--- EXCERPT TO READ ---
In the prospective multicenter study, Prevalence and Prognostic Value of Unrecognized Myocardial Injury in Stable Coronary Artery Disease (PUMI), we included patients with angina pecoris scheduled for coronary angiography. The diagnosis of angina pectoris was made by the treating physician based on symptoms compatible with stable angina pectoris. The decision to perform coronary angiography was made prior to study recruitment. In all patients included in the study a LGE CMR examination was scheduled for research purpose only prior to the coronary angiography. In the normal clinical work-up of patients with symptoms of stable angina pectoris at our institutions, no LGE CMR examinations are usually done. Exclusion criteria were: pathological Q-wave on 12-lead ECG, previously known myocardial infarction, previous percutaneous coronary intervention (PCI) or coronary artery bypass graft (CABG), history of congestive heart failure, estimated glomerular filtration rate (GFR) < 30 ml/min/1,73 m2, conventional conditions contraindicating an CMR examination (e.g. pacemaker, claustrophobia, intracranial clips) or lack of suitability for participation in the study for any reason as judged by the investigator. Patients were enrolled from 6 Swedish sites: Danderyd County Hospital (n = 13), Falun County Hospital (n = 68), Gävle County Hospital (n = 22), Linköping University Hospital (n = 32), Uppsala University Hospital (n = 87) and Örebro University Hospital (n = 43) during the period January 2008 to March 2011.
Of the 265 included patients in the study, the 235 patients that had both a coronary angiography and a CMR possible to analyse constituted the study cohort in the present report (Fig. 1). Five patients did not perform CMR, 19 patients were excluded because of poor MR quality, six patients either did not perform coronary angiography or was not possible to evaluate.
The study was approved by the regional ethics committee in Uppsala (U-07-001 PUMI) and all patients provided written informed consent. The PUMI study is registered at ClinicalTrials.gov (NCT01257282).
Patients referred for coronary angiography to the participating hospitals were screened for inclusion and exclusion criteria. In eligible patients enrolled, after obtaining the clinical history and a physical examination, LGE CMR was performed. In the study population we performed LGE CMR imaging prior to, but not more than 4 weeks before, the scheduled coronary angiography.
During the study the patients received treatment at the discretion of the responsible physician.

--- TASK INSTRUCTIONS ---
According to the excerpt on the PUMI study, what is the longest time before the scheduled coronary angiography that LGE CMR imaging could be performed?

[Data drawn from a collection]
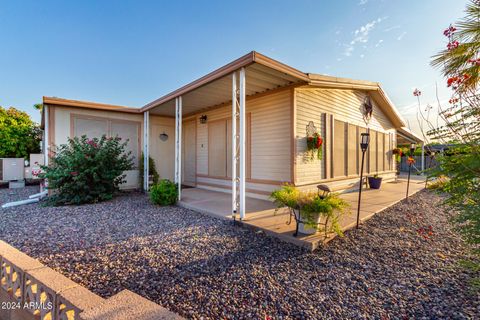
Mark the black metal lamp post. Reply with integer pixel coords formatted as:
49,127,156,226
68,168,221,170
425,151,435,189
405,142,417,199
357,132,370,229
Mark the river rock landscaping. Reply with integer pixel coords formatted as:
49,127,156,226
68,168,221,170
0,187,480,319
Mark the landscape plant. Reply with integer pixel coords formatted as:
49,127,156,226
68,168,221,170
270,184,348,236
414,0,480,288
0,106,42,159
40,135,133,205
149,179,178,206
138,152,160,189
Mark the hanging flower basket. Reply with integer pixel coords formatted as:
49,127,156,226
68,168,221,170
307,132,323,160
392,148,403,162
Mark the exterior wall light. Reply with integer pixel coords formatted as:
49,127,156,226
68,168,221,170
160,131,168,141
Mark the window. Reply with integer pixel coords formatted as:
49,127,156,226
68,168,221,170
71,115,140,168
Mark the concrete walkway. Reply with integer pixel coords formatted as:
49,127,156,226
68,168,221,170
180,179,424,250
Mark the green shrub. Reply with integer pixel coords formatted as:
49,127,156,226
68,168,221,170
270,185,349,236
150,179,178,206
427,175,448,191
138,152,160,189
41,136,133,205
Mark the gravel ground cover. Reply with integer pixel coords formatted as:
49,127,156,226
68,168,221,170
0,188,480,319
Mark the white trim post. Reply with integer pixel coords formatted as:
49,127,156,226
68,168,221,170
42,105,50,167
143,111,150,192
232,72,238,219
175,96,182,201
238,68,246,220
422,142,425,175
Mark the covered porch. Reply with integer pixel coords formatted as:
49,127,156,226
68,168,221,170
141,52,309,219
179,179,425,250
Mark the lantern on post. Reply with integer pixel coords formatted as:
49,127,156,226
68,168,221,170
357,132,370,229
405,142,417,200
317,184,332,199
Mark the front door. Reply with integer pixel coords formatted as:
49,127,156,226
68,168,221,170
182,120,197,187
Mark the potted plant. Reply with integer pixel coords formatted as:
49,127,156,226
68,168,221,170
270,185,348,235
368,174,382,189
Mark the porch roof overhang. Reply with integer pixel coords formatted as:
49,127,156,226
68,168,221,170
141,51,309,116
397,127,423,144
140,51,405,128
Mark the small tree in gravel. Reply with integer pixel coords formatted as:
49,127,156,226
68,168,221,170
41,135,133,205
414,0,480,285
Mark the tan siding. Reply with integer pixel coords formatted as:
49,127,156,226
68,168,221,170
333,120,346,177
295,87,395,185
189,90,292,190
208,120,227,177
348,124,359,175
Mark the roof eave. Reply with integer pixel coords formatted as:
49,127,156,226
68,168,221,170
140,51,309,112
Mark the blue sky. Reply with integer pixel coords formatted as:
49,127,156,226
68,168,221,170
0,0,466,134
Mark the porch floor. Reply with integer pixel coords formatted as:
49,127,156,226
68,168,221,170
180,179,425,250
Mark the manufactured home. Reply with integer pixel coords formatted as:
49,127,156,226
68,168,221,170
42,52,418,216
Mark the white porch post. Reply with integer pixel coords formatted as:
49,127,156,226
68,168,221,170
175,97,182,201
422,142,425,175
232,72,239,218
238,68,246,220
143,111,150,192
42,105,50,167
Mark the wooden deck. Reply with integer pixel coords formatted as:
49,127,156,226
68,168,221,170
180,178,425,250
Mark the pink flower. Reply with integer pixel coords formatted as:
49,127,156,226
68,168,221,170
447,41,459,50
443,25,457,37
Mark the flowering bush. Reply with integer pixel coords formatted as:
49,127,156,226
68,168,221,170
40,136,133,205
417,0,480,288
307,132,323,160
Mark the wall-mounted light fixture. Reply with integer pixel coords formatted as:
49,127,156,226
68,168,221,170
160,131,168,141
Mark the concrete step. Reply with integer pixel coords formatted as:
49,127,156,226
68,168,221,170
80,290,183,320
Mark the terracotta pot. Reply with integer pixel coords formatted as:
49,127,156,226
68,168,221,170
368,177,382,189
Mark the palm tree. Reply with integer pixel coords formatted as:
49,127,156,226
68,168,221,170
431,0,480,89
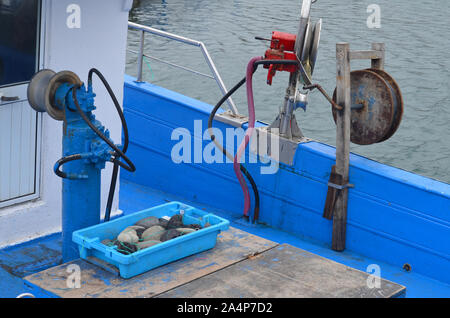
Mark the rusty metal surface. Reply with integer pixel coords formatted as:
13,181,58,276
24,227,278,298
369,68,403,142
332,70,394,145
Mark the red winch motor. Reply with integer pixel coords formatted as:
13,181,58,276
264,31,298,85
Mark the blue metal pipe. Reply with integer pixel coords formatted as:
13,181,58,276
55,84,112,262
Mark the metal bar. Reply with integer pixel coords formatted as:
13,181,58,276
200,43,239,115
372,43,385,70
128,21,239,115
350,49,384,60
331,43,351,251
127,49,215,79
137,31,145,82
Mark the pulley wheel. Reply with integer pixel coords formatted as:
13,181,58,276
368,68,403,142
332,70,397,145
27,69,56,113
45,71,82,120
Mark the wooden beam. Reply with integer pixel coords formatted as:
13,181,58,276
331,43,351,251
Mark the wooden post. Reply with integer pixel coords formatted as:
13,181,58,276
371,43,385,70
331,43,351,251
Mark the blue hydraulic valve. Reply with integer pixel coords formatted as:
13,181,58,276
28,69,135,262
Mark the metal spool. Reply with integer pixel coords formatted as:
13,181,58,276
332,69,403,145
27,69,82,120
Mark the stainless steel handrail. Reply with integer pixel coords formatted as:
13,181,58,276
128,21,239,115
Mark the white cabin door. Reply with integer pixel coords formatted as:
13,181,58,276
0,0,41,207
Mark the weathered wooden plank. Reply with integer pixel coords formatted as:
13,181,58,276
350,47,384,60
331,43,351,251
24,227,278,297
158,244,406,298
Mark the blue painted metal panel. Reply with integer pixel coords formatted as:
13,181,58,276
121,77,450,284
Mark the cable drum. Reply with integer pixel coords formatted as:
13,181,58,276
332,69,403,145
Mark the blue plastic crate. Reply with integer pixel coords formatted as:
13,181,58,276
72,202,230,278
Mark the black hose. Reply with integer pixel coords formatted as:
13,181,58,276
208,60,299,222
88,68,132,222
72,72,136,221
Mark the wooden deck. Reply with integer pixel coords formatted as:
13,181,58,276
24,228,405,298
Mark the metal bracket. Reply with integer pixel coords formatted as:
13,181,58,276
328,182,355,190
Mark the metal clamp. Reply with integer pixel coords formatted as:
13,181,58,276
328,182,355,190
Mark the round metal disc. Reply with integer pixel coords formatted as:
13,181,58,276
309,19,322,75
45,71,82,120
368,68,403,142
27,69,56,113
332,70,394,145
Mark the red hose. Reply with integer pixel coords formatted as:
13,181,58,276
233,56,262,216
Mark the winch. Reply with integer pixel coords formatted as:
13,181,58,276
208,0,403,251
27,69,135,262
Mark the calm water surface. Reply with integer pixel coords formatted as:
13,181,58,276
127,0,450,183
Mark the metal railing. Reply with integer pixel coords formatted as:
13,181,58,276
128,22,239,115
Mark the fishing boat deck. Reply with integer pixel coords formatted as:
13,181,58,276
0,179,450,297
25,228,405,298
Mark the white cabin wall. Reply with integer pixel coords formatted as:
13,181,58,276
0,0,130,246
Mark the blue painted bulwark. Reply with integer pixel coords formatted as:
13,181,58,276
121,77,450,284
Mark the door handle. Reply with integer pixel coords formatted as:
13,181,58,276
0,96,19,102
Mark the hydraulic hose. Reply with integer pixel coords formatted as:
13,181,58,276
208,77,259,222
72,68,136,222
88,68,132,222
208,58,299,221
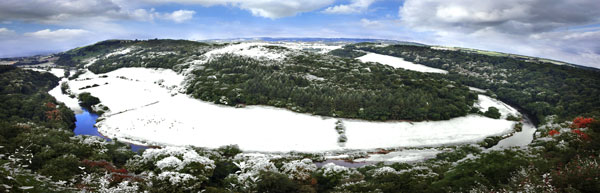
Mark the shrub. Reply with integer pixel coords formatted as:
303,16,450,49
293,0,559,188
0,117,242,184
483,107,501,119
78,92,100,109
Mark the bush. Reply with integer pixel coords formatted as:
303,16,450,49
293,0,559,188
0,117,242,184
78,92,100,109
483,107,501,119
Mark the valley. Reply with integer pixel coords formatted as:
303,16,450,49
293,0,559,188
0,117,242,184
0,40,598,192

--- RESPONSE ---
No more than 4 weeks before the scheduled coronary angiography.